### TEXT BLOCK

This is how the Gradient Boosting Machines algorithm works.

XGBoost

XGBoost is a scalable machine learning system for tree boosting. The system is available as an open source package. The impact of the system has been widely recognized in a number of machine learning and data mining challenges. It became well known in the ML competition circles after its use in the winning solution of the Higgs Machine Learning Challenge. Many of the winning solutions in Kaggle competitions have used XGBoost to train models. Its popularity and success is an outcome of the following innovations:

1. Scalable end-to-end tree boosting
2. Weighted quantile sketch to propose efficient candidate split points
3. Sparsity-aware algorithm that handles sparse data including missing values
4. Effective cache-aware block structures for out of the core computing

The derivation follows from the same idea of gradient boosting as we saw earlier.

It uses K additive trees to create the ensemble model,

$\hat{y} = \hat{f}(x) = \sum_{i = 0}^K\hat{f_i}(x)$, $\hat{f_i}(x) \in F$

where $ F = {f(x) = w_{q(x)}}(q: \mathbb{R}^{m} \rightarrow T, w \in \mathbb{R}^{T})$

$q$ represents the structure of the tree that maps an input to the corresponding leaf index at which it ends up being. $T$ is the number of leaves in the tree. Each regression tree contains a continuous score on each of its leaf. $w_i$ represents the score on i-th leaf. For a given example, we will use the decision rules in the trees (given by $q$) to classify it into the leaves and calculate the final prediction by summing up the score in the corresponding leaves (given by $w$) as shown in the image below.

To learn the set of functions used in the model, we minimize the following regularized objective.

### WHAT TO DO
A. Does each of these statements agree with the XGBoost passage? Answer yes or no for each and quote the words from the passage that decide it. (i) XGBoost is offered as an open source package. (ii) The ensemble model is built from K additive trees. (iii) T stands for the score on each leaf.
B. Could you quote the part of the listing that opens with the line containing "[locate] concrete pillar" and runs through the end of the listing?
The XGBoost passage and the listing come from separate sources.

[Recorded data]
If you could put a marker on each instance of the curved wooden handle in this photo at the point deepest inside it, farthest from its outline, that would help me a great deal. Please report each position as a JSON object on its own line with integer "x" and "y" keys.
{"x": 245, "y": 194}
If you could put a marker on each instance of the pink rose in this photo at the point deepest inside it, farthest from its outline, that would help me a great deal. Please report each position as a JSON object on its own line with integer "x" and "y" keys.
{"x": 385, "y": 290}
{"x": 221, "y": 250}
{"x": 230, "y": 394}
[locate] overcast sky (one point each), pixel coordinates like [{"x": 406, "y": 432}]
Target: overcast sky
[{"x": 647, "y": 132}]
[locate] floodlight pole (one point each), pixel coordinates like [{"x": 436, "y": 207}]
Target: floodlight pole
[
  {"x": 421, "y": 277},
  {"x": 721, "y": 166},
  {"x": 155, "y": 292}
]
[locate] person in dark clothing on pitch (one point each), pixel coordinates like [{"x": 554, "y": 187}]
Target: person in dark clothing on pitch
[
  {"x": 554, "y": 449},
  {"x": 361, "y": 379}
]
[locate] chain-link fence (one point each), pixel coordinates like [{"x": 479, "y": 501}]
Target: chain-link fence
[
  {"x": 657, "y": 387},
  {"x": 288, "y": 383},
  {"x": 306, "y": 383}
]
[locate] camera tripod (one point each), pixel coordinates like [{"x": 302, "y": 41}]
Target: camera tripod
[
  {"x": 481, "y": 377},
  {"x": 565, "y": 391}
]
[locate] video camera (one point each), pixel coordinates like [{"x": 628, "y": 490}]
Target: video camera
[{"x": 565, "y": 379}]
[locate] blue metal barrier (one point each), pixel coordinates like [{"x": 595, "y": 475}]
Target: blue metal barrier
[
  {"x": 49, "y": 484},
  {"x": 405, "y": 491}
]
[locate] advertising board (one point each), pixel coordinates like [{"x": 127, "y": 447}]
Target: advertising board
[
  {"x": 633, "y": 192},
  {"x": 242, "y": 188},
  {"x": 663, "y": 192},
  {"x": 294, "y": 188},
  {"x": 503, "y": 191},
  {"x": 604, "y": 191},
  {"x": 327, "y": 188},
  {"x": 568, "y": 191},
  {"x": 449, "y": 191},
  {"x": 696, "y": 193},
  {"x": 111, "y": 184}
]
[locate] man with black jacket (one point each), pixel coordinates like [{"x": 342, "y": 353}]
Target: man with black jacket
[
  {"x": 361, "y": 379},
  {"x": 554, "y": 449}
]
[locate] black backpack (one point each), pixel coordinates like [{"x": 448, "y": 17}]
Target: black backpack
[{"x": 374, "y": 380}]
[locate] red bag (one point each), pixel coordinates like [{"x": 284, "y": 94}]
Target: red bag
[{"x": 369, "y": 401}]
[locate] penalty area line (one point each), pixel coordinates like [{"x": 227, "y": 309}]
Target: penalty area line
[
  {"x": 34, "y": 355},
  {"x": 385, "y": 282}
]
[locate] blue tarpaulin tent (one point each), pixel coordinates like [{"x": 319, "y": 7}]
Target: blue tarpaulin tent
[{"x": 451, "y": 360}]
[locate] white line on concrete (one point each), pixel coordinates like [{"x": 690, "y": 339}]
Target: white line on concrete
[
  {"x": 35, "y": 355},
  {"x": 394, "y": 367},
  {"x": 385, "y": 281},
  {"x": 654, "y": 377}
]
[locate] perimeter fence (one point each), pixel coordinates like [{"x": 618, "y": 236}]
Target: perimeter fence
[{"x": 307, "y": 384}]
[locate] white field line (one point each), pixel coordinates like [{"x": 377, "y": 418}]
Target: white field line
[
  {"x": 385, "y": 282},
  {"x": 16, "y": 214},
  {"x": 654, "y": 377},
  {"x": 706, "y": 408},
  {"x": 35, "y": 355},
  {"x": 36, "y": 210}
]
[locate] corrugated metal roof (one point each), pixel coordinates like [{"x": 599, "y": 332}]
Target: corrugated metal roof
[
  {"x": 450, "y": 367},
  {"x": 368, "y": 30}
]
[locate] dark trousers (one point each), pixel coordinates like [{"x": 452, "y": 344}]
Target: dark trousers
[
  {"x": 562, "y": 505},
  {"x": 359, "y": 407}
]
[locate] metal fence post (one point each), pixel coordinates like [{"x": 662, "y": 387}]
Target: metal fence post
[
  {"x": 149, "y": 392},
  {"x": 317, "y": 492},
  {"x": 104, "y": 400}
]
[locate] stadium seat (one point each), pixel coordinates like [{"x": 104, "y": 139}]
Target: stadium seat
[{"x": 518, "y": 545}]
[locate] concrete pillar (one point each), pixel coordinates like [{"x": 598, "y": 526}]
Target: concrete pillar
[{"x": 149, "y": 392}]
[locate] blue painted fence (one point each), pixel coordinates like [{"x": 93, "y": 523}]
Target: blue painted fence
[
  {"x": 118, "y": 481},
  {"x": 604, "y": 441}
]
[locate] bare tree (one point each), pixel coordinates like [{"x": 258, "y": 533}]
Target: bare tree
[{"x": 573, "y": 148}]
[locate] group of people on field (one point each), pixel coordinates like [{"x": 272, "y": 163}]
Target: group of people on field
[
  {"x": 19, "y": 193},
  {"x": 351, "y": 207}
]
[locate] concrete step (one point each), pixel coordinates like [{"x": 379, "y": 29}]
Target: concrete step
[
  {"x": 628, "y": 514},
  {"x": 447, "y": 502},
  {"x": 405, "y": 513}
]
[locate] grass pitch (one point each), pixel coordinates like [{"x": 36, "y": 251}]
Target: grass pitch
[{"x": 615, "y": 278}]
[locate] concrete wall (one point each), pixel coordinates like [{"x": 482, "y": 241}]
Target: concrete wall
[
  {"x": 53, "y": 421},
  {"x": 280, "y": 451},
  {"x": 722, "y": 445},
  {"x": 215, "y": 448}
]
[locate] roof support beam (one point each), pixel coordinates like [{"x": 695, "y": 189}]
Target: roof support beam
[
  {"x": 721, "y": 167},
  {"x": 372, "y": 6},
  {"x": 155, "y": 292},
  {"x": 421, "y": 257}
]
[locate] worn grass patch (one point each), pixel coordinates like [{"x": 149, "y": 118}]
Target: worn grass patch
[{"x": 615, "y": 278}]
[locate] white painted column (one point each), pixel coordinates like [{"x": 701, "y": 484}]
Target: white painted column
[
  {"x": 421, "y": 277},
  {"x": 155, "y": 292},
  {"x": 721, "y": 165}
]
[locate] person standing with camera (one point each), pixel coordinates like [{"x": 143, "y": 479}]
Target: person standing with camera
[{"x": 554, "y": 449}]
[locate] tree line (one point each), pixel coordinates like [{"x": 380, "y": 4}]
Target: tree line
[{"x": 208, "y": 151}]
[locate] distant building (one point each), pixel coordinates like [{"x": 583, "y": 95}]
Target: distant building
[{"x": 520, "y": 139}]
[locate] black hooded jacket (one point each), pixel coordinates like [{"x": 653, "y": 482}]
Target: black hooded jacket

### ANSWERS PROVIDED
A.
(i) Yes: "The system is available as an open source package."
(ii) Yes: "It uses K additive trees to create the ensemble model,"
(iii) No: "$T$ is the number of leaves in the tree."

B.
[locate] concrete pillar (one point each), pixel coordinates like [{"x": 598, "y": 526}]
Target: concrete pillar
[{"x": 149, "y": 392}]
[locate] blue painted fence (one point each), pixel coordinates like [{"x": 93, "y": 523}]
Target: blue painted fence
[
  {"x": 118, "y": 481},
  {"x": 604, "y": 441}
]
[locate] bare tree (one point each), pixel coordinates like [{"x": 258, "y": 533}]
Target: bare tree
[{"x": 573, "y": 148}]
[locate] group of people on field (one point each), pixel coordinates like [{"x": 272, "y": 163}]
Target: group of people on field
[
  {"x": 19, "y": 193},
  {"x": 351, "y": 207}
]
[locate] concrete step (one point each), pixel coordinates like [{"x": 379, "y": 29}]
Target: concrete step
[
  {"x": 628, "y": 514},
  {"x": 447, "y": 502},
  {"x": 405, "y": 513}
]
[locate] grass pitch (one point each), pixel coordinates like [{"x": 36, "y": 251}]
Target: grass pitch
[{"x": 615, "y": 278}]
[locate] concrete wall (one point each), pixel coordinates like [{"x": 482, "y": 241}]
Target: concrete wall
[
  {"x": 53, "y": 421},
  {"x": 280, "y": 451},
  {"x": 722, "y": 445},
  {"x": 215, "y": 448}
]
[locate] roof support beam (one point each), pixel coordinates like [{"x": 695, "y": 189}]
Target: roof support beam
[
  {"x": 721, "y": 167},
  {"x": 372, "y": 6},
  {"x": 155, "y": 292},
  {"x": 421, "y": 257}
]
[locate] worn grass patch (one point each), pixel coordinates like [{"x": 149, "y": 118}]
Target: worn grass patch
[{"x": 615, "y": 278}]
[locate] white painted column (one point each), pixel coordinates like [{"x": 701, "y": 484}]
Target: white painted column
[
  {"x": 421, "y": 277},
  {"x": 155, "y": 292},
  {"x": 721, "y": 165}
]
[locate] person standing with camera (one point each), pixel coordinates like [{"x": 143, "y": 479}]
Target: person standing with camera
[{"x": 554, "y": 449}]
[locate] tree line (one point each), pixel coordinates like [{"x": 380, "y": 4}]
Target: tree line
[{"x": 208, "y": 151}]
[locate] distant building (one point each), pixel coordinates like [{"x": 583, "y": 95}]
Target: distant building
[{"x": 520, "y": 139}]
[locate] black hooded jacket (one point each), pixel coordinates like [{"x": 653, "y": 482}]
Target: black hooded jacket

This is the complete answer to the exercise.